__Work required__
Can you copy out every one of the rows below word for word, with nothing changed, added, or left out?

__Data records__
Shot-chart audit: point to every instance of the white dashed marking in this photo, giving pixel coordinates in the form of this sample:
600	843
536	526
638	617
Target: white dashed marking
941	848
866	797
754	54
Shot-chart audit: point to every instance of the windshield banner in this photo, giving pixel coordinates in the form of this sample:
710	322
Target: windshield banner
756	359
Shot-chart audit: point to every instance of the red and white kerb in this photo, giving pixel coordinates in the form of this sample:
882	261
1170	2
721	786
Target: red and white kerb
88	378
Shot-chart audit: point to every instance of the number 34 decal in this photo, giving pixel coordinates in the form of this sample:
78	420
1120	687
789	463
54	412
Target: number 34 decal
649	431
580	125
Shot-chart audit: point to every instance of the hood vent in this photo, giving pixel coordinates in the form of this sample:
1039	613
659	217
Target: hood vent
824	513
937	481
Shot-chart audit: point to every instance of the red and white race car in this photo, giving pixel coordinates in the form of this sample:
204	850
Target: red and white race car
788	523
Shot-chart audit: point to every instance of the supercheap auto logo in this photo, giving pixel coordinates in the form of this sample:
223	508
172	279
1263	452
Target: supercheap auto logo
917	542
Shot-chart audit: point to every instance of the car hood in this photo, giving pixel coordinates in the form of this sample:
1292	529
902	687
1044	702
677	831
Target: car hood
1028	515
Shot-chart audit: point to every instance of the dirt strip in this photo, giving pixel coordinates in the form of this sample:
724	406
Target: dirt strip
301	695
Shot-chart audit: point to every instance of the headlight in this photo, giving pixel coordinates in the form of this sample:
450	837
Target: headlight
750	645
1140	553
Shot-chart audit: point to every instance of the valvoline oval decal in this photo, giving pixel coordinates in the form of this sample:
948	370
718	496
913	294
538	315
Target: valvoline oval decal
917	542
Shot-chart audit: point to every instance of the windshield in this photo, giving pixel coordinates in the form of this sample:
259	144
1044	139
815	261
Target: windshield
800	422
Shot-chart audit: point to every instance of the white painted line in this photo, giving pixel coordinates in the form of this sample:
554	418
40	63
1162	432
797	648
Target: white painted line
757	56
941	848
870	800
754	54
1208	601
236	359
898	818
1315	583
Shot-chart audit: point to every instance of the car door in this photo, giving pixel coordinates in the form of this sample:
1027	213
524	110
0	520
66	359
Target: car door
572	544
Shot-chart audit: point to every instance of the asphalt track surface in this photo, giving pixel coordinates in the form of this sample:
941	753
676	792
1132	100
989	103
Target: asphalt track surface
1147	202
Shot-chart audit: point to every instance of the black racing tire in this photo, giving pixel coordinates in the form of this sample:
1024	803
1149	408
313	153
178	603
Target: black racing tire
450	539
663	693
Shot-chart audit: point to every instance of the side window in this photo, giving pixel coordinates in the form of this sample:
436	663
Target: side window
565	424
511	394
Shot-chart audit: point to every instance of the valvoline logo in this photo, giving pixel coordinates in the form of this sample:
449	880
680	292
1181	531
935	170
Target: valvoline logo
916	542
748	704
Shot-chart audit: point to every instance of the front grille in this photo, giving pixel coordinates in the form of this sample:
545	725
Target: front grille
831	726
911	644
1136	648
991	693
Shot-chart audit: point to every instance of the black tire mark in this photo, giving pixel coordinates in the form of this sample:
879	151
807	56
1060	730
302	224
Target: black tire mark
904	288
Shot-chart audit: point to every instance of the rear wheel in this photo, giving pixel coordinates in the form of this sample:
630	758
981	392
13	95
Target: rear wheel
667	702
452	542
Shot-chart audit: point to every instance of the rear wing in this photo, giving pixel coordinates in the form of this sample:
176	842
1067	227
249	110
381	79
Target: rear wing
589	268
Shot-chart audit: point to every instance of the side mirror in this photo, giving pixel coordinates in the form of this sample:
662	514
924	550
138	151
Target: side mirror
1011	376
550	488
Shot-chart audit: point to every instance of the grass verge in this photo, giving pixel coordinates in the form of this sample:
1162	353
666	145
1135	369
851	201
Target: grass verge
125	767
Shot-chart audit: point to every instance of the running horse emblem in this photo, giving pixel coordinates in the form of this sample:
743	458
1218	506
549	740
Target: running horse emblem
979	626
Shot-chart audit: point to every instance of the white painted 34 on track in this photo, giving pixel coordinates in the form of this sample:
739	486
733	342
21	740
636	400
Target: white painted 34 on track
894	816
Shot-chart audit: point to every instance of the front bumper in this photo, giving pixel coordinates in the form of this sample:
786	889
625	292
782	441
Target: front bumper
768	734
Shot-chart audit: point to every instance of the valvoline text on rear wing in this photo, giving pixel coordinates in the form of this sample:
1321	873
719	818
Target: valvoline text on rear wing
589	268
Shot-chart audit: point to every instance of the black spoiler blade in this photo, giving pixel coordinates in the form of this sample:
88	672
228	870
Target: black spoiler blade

__Task answer__
Shot-chart audit: point to every instance of the white dashed marking in this photo, giving pixel coordinates in the form of this sample:
600	843
536	526
638	617
Target: white dashed marking
941	848
866	797
754	54
Shot-chart audit: point to every instance of the windshield banner in this photo, giving pixel coordinates in the form of this sample:
710	322
Target: windshield banner
756	359
Shot-chart audit: point to every instance of the red and white kerb in this photo, giving pixel coordinates in the form of this sample:
882	261
1170	2
721	786
Target: red and white kerb
88	378
Shot-chart audit: point to every instance of the number 34 decal in this photo, giving pixel coordinates in the form of this sample:
78	420
1120	687
789	463
54	412
Target: number 34 decal
649	431
580	125
Shot-chart audit: point to every instance of the hood vent in this photo, giving pixel coordinates in the form of this sample:
1039	613
659	217
Target: hood vent
824	513
937	481
Shot-chart audit: point to every instance of the red and white race car in this photo, giving pixel coordinates in the form of this sample:
204	850
Target: red and white race car
788	523
Shot-chart audit: point to every instance of the supercheap auto logo in this photo, giving pixel coordinates in the form of this sample:
223	508
172	279
1263	452
Target: supercheap auto logo
917	542
Shot-chart audit: point to every instance of the car hood in this photo, giving pixel coordinates in the form of this sample:
1292	529
902	687
1044	702
677	831
Target: car hood
1028	515
Shot-chart audit: point to every instance of the dirt strip in this photo, giving pixel coordinates in the form of this sample:
724	406
Target: dirt strip
301	695
Shot-chart audit: point to every instance of the headlight in this photo, giving pixel coordinates in the form of this sample:
450	837
Target: headlight
750	645
1140	553
Shot-chart audit: point to every instance of the valvoline oval decal in this photo, giving pixel coordinates in the form of this sample:
948	370
718	496
913	294
538	315
Target: valvoline oval decal
917	542
Shot-chart audit: point to every instance of the windshield in this photo, giving pixel coordinates in the form of this sample:
259	144
1044	139
815	261
Target: windshield
800	422
Shot-chart audit: point to every instance of the white painted line in this photo, giving pixel coordinates in the form of this sample:
554	418
40	63
1162	432
797	648
Target: white painted line
757	56
941	848
870	800
754	54
1208	601
236	359
898	818
1315	583
Shot-chart audit: point to every instance of the car door in this photo, giving pixel coordinates in the form of this sample:
1027	213
524	110
0	520
66	359
Target: car door
572	544
Shot-chart audit: point to every instance of the asphalt track surface in this photo, giving pixel coordinates in the form of this sample:
941	753
676	792
1132	100
989	103
Target: asphalt track surface
1147	202
Shot-chart audit: point to every instance of the black racing tire in this photo, giving pixel coordinates in the form of this sample:
1024	803
1149	408
313	153
178	603
Target: black racing tire
450	539
663	693
Shot-chart audit: point to every instance of the side window in this photo, giving pixel coordinates in the form of this sample:
436	663
Target: side window
565	424
511	394
Shot-chart audit: point to every instance of the valvoline logo in this photo, giving pixel coordinates in the form of this sample:
449	880
680	292
1181	531
935	170
Target: valvoline logo
916	542
748	704
Shot-chart audit: point to every instance of the front grille in this photo, giving pixel coordinates in the form of this sample:
545	725
Target: front grille
831	726
911	644
1136	648
991	693
Shot-chart audit: point to every instance of the black tire mark in this photo, giving pixel coordinates in the form of this sample:
879	151
807	56
1060	730
302	224
Target: black tire mark
904	288
Shot-chart audit: point to every instance of the rear wheel in this photo, giving pixel coordinates in the form of this sample:
630	758
981	392
13	95
Target: rear wheel
667	702
452	542
Shot-chart audit: point to every instance of the rear wing in this photo, giving pixel coordinates in the form of this sample:
176	842
1067	227
249	110
381	79
Target: rear wing
589	268
Shot-chart audit: point to every instance of the side mirror in this photo, giving pixel coordinates in the form of this sample:
662	514
924	550
138	151
Target: side mirror
1011	376
550	488
Shot-chart audit: point to every instance of the grass verge in this photo, giving pixel coordinates in the form of this sample:
1162	353
666	145
1135	369
851	201
Target: grass verge
125	767
Shot-chart audit: point to every instance of the running horse emblem in this photo, giving pixel coordinates in the form of this sample:
743	458
1218	506
549	740
Target: running horse emblem
979	626
Shot-chart audit: point to every instance of the white painted 34 on track in this photo, giving pixel coordinates in the form of this sample:
739	486
733	342
21	740
636	400
Target: white painted 34 on track
894	816
Shot-chart audit: point to every instance of the front bumper in this photo, giving pixel coordinates in the form of this sample:
786	889
625	292
782	441
Target: front bumper
768	734
Shot-chart audit: point to every instance of the valvoline text on rear wing in this photo, giving pixel coordinates in the form of this sample:
1321	873
719	818
Target: valvoline text on rear wing
589	268
Shot-chart audit: point to every instance of the black spoiler blade in this photo, giving pixel coordinates in the form of this sample:
88	672
228	870
Target: black spoiler blade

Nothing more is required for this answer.